Exercise task: Count the lines in the entries below that contain the string "hair", matching case exactly, and give only that number.

Data supplied:
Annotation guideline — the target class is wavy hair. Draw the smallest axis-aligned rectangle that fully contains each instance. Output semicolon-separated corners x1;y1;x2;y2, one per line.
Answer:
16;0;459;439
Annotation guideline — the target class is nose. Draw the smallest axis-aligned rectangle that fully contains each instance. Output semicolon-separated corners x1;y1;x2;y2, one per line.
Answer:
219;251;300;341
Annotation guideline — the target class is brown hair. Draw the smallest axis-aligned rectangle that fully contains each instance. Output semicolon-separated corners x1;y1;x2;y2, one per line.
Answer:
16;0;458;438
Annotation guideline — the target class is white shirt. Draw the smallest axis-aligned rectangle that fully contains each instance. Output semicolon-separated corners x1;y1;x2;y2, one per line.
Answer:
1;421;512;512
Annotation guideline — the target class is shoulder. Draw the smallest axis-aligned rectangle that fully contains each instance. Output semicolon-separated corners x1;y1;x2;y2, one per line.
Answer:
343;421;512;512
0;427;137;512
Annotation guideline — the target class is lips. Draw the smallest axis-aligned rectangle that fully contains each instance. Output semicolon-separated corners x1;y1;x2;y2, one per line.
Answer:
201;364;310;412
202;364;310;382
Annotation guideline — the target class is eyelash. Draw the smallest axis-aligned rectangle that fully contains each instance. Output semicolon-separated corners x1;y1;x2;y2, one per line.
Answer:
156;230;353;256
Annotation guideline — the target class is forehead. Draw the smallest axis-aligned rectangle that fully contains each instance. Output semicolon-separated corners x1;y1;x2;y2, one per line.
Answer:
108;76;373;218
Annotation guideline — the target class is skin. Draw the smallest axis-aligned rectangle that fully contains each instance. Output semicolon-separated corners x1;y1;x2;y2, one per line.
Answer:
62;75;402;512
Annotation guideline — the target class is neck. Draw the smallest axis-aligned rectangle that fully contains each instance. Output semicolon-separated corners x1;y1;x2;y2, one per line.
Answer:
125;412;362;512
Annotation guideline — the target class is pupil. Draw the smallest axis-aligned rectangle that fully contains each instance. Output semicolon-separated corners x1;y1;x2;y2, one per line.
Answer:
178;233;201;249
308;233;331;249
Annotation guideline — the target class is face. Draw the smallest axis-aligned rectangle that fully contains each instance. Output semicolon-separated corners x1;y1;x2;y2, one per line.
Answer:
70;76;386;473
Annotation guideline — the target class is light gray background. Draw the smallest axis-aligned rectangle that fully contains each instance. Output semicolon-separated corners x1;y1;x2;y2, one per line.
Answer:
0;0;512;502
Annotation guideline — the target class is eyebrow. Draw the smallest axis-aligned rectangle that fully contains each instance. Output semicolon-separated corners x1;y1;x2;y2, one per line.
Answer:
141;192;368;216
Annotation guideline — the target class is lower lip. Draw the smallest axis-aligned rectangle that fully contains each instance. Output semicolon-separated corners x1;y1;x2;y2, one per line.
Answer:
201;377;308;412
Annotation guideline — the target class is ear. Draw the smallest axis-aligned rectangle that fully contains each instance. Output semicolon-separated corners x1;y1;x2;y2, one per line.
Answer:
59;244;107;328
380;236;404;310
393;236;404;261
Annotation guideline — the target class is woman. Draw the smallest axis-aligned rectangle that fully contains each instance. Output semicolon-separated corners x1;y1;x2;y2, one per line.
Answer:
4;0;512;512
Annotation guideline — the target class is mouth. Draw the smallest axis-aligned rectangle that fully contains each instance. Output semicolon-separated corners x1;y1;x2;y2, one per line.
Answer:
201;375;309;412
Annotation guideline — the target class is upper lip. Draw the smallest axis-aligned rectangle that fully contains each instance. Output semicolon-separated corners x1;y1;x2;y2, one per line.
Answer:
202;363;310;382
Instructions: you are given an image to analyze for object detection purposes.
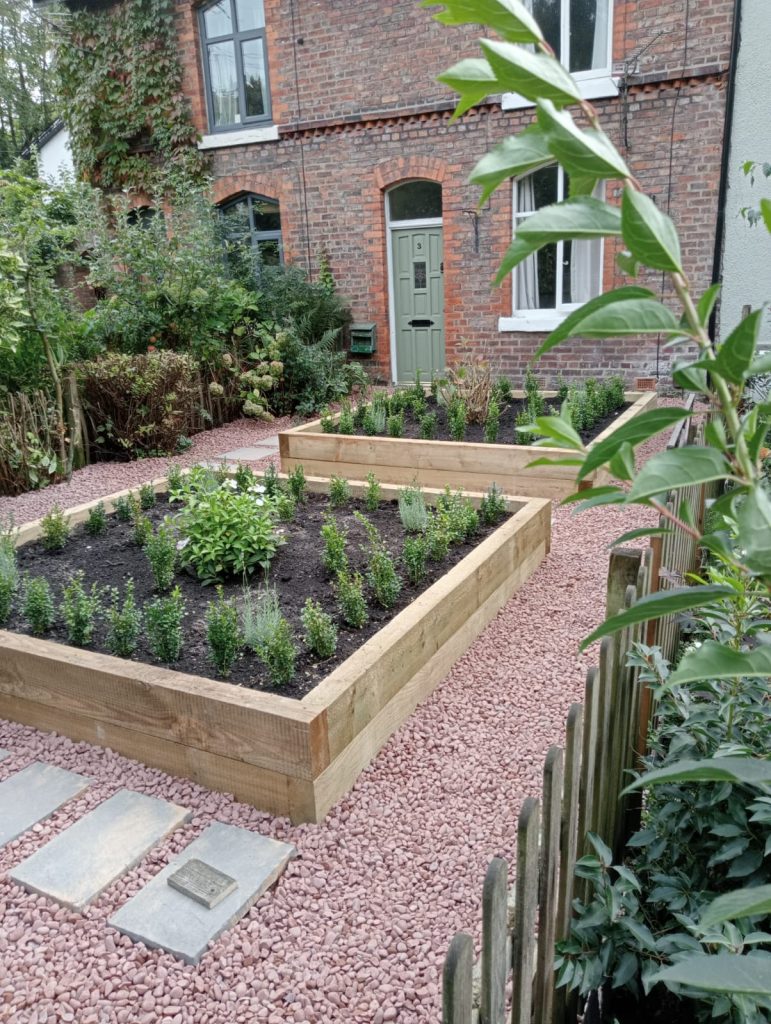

Answer to this problem: 2